[Lines of data]
********************

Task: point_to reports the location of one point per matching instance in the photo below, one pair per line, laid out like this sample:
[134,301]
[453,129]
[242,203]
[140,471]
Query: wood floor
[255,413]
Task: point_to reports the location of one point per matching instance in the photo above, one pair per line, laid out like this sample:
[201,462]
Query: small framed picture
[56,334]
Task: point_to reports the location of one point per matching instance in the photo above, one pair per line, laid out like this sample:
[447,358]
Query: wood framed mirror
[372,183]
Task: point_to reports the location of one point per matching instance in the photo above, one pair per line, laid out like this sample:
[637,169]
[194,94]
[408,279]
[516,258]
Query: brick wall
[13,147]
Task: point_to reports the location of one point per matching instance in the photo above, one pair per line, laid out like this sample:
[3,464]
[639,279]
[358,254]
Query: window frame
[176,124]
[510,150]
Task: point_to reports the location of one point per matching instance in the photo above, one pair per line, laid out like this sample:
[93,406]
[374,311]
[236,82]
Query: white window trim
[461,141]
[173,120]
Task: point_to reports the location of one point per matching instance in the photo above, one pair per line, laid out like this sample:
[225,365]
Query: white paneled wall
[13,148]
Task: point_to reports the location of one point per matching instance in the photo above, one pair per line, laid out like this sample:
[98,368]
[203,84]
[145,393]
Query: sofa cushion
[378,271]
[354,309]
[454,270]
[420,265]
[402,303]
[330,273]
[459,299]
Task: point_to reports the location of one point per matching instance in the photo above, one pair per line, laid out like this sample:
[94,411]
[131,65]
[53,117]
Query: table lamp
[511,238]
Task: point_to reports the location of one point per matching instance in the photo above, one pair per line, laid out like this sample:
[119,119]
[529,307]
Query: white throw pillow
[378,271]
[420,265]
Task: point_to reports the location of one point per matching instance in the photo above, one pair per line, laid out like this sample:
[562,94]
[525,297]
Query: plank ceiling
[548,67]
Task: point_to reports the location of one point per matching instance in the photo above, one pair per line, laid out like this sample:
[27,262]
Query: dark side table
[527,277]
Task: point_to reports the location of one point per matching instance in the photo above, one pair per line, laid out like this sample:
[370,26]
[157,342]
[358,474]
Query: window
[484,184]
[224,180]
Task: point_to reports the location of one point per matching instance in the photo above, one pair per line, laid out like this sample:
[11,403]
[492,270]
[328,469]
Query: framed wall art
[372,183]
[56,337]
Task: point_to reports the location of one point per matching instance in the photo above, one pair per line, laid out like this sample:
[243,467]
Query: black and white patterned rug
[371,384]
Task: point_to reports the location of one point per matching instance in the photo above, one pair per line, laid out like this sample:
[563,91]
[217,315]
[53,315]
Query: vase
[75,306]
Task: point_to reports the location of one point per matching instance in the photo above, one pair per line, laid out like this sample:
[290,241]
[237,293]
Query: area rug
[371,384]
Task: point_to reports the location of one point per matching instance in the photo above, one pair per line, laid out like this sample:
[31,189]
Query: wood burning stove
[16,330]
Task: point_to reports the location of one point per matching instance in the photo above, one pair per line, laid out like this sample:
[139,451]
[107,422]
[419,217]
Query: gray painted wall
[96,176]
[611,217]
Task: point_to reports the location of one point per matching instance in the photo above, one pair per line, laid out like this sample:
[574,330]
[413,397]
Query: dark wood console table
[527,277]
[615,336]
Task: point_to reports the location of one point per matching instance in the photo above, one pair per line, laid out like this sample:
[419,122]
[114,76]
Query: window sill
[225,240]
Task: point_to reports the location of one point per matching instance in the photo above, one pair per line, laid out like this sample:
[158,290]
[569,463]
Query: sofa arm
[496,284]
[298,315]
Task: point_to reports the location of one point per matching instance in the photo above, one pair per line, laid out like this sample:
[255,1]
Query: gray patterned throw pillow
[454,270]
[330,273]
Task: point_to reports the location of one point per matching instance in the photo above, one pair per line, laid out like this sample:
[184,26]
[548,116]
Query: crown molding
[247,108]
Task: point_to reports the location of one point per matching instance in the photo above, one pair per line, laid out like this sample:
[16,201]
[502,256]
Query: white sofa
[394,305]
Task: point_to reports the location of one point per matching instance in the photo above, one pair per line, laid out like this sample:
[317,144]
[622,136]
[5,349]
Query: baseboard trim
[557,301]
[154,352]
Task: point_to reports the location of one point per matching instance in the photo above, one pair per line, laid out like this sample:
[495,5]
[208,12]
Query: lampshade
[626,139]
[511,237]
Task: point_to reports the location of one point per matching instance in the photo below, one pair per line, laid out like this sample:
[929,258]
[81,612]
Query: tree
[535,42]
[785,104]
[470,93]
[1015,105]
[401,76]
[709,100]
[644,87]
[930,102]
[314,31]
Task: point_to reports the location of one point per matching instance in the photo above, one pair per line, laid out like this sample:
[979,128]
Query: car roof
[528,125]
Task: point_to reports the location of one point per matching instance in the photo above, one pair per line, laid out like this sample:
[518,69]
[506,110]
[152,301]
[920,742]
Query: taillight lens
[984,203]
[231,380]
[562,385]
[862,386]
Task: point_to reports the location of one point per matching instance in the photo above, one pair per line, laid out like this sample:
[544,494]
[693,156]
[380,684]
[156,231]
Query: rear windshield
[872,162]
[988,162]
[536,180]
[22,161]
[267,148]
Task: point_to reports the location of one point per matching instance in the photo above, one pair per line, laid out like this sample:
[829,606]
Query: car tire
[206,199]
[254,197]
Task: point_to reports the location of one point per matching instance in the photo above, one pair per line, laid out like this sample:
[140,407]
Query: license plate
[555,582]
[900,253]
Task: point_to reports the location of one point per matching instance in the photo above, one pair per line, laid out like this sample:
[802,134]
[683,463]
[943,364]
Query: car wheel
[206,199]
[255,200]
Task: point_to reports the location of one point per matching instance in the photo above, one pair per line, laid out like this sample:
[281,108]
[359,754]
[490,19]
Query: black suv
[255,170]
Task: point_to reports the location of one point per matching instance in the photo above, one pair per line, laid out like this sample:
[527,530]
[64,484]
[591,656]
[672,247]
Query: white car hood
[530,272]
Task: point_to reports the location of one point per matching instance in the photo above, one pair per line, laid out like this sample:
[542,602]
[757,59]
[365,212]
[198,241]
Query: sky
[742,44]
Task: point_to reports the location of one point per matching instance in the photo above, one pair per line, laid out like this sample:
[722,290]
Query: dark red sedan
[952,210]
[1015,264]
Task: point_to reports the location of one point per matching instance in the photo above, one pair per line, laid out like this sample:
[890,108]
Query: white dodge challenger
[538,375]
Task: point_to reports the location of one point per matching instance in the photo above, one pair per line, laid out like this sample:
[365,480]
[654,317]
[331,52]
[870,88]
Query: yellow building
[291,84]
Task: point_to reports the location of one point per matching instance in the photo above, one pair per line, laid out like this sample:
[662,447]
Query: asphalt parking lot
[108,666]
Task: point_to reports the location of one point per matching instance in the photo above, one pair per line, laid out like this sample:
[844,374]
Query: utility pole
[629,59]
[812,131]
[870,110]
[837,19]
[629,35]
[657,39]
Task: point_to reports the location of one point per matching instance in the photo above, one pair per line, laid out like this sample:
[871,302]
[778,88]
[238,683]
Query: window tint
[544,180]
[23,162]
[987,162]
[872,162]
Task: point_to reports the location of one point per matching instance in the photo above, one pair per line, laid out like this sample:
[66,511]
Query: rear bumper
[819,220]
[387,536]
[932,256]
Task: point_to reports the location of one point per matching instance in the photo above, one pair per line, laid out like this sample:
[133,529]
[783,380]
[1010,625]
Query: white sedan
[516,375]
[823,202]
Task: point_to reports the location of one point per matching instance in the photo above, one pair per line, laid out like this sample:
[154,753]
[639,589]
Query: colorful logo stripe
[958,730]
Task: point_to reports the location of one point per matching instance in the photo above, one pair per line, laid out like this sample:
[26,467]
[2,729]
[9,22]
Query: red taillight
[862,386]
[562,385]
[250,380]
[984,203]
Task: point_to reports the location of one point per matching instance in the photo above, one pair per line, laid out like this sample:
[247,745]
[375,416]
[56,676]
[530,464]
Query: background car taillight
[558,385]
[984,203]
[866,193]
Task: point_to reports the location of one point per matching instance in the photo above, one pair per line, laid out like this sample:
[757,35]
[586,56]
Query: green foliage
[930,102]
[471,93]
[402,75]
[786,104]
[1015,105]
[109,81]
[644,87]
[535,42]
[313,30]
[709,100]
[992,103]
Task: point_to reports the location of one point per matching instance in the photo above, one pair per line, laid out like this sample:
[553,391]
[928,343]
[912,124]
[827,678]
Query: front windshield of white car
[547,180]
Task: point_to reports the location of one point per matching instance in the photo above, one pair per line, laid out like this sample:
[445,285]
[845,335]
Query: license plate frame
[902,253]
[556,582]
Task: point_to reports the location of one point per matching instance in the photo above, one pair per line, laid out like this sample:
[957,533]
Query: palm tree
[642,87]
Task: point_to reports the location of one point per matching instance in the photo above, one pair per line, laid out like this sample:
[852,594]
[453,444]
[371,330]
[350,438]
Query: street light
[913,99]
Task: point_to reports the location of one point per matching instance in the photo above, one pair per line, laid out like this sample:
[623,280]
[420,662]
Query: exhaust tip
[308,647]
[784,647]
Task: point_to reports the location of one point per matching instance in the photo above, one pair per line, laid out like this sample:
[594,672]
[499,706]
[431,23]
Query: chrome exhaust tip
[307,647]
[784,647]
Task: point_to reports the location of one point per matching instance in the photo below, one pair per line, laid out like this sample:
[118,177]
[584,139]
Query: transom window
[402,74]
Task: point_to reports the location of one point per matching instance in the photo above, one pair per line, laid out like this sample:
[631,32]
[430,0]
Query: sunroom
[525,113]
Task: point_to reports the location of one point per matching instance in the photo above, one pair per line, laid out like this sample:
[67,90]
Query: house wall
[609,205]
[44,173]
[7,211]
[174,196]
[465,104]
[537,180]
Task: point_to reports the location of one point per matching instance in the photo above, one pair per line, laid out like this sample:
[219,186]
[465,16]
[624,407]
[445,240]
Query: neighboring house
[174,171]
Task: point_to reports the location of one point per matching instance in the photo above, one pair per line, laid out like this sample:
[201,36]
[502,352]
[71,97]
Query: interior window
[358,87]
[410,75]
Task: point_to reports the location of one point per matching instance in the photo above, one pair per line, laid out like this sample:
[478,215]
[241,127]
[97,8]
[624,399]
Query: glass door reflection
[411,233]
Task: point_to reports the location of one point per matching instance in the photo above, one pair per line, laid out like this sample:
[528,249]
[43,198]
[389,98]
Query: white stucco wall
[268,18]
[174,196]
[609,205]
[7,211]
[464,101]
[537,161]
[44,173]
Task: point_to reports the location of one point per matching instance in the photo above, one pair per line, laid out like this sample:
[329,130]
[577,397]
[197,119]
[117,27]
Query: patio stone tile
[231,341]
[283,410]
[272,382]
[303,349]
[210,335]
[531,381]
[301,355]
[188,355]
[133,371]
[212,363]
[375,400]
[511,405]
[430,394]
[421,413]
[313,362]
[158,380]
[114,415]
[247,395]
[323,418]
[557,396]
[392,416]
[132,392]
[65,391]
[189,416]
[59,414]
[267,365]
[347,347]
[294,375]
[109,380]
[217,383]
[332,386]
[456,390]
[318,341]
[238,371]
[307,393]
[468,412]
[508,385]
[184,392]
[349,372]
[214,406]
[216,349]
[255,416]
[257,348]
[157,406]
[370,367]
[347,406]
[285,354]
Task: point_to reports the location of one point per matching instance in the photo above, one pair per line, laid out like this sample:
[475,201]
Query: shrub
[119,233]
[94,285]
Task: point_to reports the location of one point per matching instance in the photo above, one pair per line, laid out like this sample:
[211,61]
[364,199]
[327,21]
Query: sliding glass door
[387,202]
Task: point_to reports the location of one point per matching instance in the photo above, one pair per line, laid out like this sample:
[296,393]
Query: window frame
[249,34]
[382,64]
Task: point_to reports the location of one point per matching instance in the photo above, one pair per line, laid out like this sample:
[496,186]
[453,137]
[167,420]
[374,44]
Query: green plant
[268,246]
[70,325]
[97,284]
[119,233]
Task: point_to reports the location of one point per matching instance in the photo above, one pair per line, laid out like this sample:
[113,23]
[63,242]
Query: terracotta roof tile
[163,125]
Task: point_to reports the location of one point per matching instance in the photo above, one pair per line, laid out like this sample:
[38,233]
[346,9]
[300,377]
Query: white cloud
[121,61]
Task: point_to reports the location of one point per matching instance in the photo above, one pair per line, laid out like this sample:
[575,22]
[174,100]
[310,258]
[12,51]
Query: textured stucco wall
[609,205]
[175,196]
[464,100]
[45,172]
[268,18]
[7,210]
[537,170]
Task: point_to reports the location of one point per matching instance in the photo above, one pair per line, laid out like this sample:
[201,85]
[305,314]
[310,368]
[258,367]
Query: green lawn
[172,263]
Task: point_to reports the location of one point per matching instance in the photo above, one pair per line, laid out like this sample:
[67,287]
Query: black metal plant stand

********************

Set task - Return every line of the records above that contains the string "roof".

Exercise result -
Query: car roof
Query: terracotta roof tile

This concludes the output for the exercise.